Material to process:

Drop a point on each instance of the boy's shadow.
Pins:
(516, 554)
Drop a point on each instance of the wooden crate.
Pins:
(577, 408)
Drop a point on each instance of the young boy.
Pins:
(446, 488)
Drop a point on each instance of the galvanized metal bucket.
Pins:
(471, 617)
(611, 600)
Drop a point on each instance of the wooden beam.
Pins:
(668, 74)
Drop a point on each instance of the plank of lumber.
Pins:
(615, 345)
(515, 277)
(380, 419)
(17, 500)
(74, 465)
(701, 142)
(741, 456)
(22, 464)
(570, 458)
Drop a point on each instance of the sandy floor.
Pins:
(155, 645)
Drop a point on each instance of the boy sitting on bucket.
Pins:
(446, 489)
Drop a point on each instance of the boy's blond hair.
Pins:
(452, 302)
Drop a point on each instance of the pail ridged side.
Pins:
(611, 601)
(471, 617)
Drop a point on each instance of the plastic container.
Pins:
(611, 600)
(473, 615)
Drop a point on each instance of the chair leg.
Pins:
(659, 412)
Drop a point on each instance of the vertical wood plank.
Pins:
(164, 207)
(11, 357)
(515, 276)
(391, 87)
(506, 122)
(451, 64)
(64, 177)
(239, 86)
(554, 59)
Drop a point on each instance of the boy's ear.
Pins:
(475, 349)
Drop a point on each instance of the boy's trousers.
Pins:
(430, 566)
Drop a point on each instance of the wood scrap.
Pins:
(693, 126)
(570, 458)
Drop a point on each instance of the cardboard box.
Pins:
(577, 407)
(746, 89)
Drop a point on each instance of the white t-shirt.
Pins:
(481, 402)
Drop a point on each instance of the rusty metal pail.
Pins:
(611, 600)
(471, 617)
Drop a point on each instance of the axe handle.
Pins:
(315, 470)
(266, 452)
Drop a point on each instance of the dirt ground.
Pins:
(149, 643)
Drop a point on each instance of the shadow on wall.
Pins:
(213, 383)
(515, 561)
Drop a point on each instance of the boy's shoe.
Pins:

Your objective:
Starting with the line that holds "Drop a point on each instance of the wooden beam." and ending with the line that holds "Drop a point on each instance of the rusty", retype every line in the data above exactly, and nothing else.

Completed task:
Drop a point on each instance of the wooden beam.
Pins:
(668, 74)
Drop a point on each instance of the plank of lumber.
Pins:
(615, 345)
(515, 277)
(380, 419)
(17, 500)
(74, 465)
(701, 142)
(741, 456)
(22, 464)
(570, 458)
Drop a point on each instance of the sandy floor.
Pins:
(155, 645)
Drop a point on each instance of the boy sitting on bucket.
Pins:
(446, 489)
Drop a point on each instance of the boy's blond hair.
Pins:
(452, 302)
Drop a point on each instance of the pail ridged side.
Pins:
(611, 601)
(471, 617)
Drop a point on each instance of the plastic container.
Pins:
(611, 600)
(473, 615)
Drop a point on each instance of the chair leg.
Pins:
(659, 412)
Drop a point on each instance of the vertical wood plank.
Pins:
(164, 207)
(11, 357)
(515, 276)
(391, 87)
(506, 122)
(451, 64)
(64, 177)
(239, 86)
(554, 59)
Drop a point on each instance of the boy's ear.
Pins:
(475, 349)
Drop a point on each instance of the boy's trousers.
Pins:
(430, 566)
Drop a point on each instance of the wood scrap.
Pins:
(693, 126)
(570, 458)
Drop a point on each instance of the cardboard box.
Pins:
(577, 407)
(746, 89)
Drop a point on each instance of the white t-shirt.
Pins:
(481, 402)
Drop a point on each instance of the rusty metal pail.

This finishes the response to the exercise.